(Records from a data source)
_____

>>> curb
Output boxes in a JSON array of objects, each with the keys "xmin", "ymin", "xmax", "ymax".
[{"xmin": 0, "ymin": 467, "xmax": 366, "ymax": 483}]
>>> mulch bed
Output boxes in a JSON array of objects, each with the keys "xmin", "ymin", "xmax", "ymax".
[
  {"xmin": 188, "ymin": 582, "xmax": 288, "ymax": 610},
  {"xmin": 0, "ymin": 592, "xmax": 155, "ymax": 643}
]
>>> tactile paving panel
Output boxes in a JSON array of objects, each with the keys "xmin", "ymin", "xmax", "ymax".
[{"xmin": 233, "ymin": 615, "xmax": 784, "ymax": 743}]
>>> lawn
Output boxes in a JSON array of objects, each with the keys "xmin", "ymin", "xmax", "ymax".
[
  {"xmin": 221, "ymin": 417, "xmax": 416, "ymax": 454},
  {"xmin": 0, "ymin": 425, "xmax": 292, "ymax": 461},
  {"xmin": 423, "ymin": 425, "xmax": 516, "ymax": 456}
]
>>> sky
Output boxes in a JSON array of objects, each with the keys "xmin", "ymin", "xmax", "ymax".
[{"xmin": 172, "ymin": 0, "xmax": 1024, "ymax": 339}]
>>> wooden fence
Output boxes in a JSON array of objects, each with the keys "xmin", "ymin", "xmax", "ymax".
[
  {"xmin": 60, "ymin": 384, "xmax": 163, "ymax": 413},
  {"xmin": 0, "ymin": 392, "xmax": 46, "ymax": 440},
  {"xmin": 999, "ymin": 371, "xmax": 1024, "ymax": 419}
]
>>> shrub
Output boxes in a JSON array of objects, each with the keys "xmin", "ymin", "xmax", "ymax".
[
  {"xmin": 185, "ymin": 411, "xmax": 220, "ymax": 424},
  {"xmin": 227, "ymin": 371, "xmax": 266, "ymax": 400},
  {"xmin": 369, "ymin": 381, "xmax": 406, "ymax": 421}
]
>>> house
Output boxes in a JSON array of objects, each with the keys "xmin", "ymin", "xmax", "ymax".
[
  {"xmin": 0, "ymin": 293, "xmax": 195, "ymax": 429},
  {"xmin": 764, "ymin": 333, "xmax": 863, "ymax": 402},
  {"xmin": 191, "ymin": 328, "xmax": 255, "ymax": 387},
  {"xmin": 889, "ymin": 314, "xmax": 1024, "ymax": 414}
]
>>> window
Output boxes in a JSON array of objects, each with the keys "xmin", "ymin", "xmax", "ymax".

_____

> [Set problem]
Could you format every line of the records above as a Markdown table with the columns "No." and "Line", numbering the rows and leaving out any blank lines?

> [Output for this exercise]
| No. | Line |
|---|---|
| 1 | >>> curb |
| 2 | Output boxes in a JSON array of objects, each with the keys "xmin", "ymin", "xmax", "ymax". |
| 3 | [{"xmin": 0, "ymin": 467, "xmax": 366, "ymax": 483}] |
| 4 | >>> mulch bed |
| 5 | Output boxes in a JSON array of objects, each with the keys "xmin", "ymin", "xmax", "ymax". |
| 6 | [ |
| 7 |   {"xmin": 188, "ymin": 582, "xmax": 288, "ymax": 610}, |
| 8 |   {"xmin": 0, "ymin": 592, "xmax": 155, "ymax": 643} |
| 9 | ] |
| 10 | >>> tactile paving panel |
| 11 | Output boxes in a JSON array of objects, each with the keys "xmin", "ymin", "xmax", "ymax". |
| 12 | [{"xmin": 233, "ymin": 615, "xmax": 784, "ymax": 743}] |
| 13 | >>> lawn |
| 14 | Output boxes in a JSON array of objects, each with the keys "xmin", "ymin", "xmax", "ymax". |
| 15 | [ |
| 16 |   {"xmin": 221, "ymin": 417, "xmax": 416, "ymax": 454}, |
| 17 |   {"xmin": 0, "ymin": 425, "xmax": 292, "ymax": 461}, |
| 18 |   {"xmin": 423, "ymin": 425, "xmax": 516, "ymax": 456} |
| 19 | ] |
| 20 | >>> sky |
| 21 | Output boxes in a JSON array of objects, each with the keys "xmin", "ymin", "xmax", "ymax". |
| 22 | [{"xmin": 172, "ymin": 0, "xmax": 1024, "ymax": 339}] |
| 23 | >>> wooden fence |
| 24 | Output boxes in a JSON array of objects, each with the keys "xmin", "ymin", "xmax", "ymax". |
| 25 | [ |
| 26 |   {"xmin": 60, "ymin": 384, "xmax": 163, "ymax": 413}, |
| 27 |   {"xmin": 0, "ymin": 392, "xmax": 46, "ymax": 440}, |
| 28 |   {"xmin": 999, "ymin": 371, "xmax": 1024, "ymax": 419} |
| 29 | ] |
| 30 | >>> shrub |
| 31 | Output boxes in a JSON array of objects, each with the keys "xmin", "ymin", "xmax", "ymax". |
| 32 | [ |
| 33 |   {"xmin": 185, "ymin": 411, "xmax": 220, "ymax": 424}, |
| 34 |   {"xmin": 227, "ymin": 371, "xmax": 266, "ymax": 400}, |
| 35 |   {"xmin": 369, "ymin": 381, "xmax": 406, "ymax": 421} |
| 36 | ] |
| 37 | >>> house |
| 38 | Output boxes in a JSON array of objects, each with the keys "xmin", "ymin", "xmax", "ymax". |
| 39 | [ |
| 40 |   {"xmin": 0, "ymin": 293, "xmax": 195, "ymax": 429}, |
| 41 |   {"xmin": 764, "ymin": 333, "xmax": 863, "ymax": 402}, |
| 42 |   {"xmin": 191, "ymin": 328, "xmax": 255, "ymax": 387}, |
| 43 |   {"xmin": 889, "ymin": 314, "xmax": 1024, "ymax": 414} |
| 44 | ] |
| 45 | >>> window |
| 46 | Output boxes in a JSON array of objects, each with the keys "xmin", "ymin", "xmax", "ymax". |